** PROVIDED TEXT **

-- Begin --

DataONE API - 2.0

Replication Notes

Author:Dave Vieglas

This document contains notes about replication that may be of some use in DataONE.

General

  1. Reduce complex transactions to be written by a single server
  2. Monitor the server log
  3. Be prepared for failure. The more data is distributed and scaled, the more likely failure will be encountered.

Coordinating Nodes

CNs need to keep a copy of all science metadata, and it is expected that each CN will be replicated with the others, so that each will appear the same.

There will be three CNs to start with.

There’s basically three models for dealing with replication in this case:

  • single master, two slaves
  • ring - write one, it writes to the next, and so on
  • multi-master. Write to any, replication to others

Multi-master replication would be the ideal option, as each CN would then offer identical functionality rather than the alternative of redirecting (presumably) 2/3 of requests to the master node.

-- End --

** OBJECTIVE **
Reproduce the replication notes in full, word for word. The entries come from a separate source and have no connection to the replication notes.

** SUPPLIED RECORDS **

-- Begin --

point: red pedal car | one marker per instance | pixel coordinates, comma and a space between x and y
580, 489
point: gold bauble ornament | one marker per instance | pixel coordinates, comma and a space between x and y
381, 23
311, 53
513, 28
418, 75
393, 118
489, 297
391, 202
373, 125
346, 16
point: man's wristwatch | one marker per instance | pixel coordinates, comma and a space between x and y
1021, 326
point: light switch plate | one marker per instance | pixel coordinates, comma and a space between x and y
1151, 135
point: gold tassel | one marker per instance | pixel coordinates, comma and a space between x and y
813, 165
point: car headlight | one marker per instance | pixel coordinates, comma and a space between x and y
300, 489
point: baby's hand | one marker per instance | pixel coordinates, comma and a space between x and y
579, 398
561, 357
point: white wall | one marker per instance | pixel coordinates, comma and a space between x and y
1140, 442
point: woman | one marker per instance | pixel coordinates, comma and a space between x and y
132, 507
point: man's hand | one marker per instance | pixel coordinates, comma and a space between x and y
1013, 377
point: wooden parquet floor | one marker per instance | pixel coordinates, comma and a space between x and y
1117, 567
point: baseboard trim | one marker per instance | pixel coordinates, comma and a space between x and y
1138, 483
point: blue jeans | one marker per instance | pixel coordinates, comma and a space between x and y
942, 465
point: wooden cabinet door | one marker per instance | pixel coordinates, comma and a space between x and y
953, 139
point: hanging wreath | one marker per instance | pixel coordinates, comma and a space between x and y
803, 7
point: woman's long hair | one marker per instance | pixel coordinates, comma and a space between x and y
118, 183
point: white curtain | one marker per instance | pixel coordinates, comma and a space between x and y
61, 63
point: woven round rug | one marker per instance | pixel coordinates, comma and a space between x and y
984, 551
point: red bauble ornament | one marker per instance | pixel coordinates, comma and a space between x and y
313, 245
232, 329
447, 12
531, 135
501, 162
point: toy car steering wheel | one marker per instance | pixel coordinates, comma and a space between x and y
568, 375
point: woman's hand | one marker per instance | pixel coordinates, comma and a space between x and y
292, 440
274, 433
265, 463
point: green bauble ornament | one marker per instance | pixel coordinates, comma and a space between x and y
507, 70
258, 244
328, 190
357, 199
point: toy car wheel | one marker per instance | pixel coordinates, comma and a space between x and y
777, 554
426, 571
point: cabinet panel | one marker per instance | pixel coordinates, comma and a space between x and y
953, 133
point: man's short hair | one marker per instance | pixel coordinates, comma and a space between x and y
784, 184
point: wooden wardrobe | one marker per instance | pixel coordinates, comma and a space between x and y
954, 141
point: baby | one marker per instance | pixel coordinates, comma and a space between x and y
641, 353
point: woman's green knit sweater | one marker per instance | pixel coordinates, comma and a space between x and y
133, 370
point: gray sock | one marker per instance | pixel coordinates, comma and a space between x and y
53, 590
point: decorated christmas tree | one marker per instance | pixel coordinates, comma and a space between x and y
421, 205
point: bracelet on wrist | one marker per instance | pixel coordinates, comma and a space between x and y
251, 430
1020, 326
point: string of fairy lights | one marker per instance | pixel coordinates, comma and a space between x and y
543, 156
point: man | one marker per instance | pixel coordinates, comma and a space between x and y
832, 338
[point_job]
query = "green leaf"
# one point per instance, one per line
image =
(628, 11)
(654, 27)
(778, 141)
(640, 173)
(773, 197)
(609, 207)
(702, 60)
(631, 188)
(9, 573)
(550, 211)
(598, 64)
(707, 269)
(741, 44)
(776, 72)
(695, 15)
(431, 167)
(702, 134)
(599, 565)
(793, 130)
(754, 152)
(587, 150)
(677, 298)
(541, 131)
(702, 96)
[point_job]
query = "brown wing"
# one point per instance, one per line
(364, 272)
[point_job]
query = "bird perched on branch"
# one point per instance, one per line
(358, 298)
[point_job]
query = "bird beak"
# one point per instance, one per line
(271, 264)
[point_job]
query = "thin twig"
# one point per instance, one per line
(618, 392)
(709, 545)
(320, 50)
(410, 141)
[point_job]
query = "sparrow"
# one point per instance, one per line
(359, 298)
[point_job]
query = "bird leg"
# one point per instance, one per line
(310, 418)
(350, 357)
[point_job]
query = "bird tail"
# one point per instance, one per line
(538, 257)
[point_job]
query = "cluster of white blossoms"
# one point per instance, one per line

-- End --

** WRITTEN SOLUTION **
DataONE API - 2.0

Replication Notes

Author:Dave Vieglas

This document contains notes about replication that may be of some use in DataONE.

General

  1. Reduce complex transactions to be written by a single server
  2. Monitor the server log
  3. Be prepared for failure. The more data is distributed and scaled, the more likely failure will be encountered.

Coordinating Nodes

CNs need to keep a copy of all science metadata, and it is expected that each CN will be replicated with the others, so that each will appear the same.

There will be three CNs to start with.

There’s basically three models for dealing with replication in this case:

  • single master, two slaves
  • ring - write one, it writes to the next, and so on
  • multi-master. Write to any, replication to others

Multi-master replication would be the ideal option, as each CN would then offer identical functionality rather than the alternative of redirecting (presumably) 2/3 of requests to the master node.